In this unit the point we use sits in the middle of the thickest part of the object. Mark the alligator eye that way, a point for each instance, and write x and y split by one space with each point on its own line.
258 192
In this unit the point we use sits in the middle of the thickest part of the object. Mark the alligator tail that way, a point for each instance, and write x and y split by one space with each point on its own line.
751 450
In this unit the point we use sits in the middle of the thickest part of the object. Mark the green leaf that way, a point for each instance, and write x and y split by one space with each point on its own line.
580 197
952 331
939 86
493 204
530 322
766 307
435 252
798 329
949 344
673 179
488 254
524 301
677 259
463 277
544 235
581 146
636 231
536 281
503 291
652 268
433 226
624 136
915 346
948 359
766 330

* * *

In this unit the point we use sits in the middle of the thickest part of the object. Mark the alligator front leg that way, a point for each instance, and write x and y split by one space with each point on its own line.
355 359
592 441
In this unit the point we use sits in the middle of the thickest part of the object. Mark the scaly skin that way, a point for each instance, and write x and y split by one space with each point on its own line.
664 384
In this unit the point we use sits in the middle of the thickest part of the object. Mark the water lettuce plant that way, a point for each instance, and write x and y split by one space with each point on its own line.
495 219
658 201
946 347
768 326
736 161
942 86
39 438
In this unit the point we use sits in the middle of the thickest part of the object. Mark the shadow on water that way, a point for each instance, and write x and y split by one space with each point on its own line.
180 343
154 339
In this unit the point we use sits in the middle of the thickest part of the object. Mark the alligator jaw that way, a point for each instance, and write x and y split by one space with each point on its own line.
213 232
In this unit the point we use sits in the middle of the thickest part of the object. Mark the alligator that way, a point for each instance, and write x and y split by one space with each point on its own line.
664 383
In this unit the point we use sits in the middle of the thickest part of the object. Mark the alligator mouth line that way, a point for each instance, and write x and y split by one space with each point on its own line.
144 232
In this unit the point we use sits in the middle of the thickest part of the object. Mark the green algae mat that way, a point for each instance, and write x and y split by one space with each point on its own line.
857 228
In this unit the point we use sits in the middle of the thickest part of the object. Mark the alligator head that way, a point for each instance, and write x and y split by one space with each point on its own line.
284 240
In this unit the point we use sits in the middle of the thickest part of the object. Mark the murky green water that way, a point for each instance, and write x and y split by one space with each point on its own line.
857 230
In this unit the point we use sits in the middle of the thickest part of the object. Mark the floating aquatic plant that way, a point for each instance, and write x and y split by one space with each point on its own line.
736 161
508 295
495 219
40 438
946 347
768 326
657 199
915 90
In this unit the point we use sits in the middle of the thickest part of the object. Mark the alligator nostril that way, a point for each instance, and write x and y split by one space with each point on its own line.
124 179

...

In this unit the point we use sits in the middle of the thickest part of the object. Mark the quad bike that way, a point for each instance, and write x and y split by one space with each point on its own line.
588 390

__What this task involves__.
Count how many lines of the records contain the string "tail" with matching case, and give only that number.

__Task response__.
1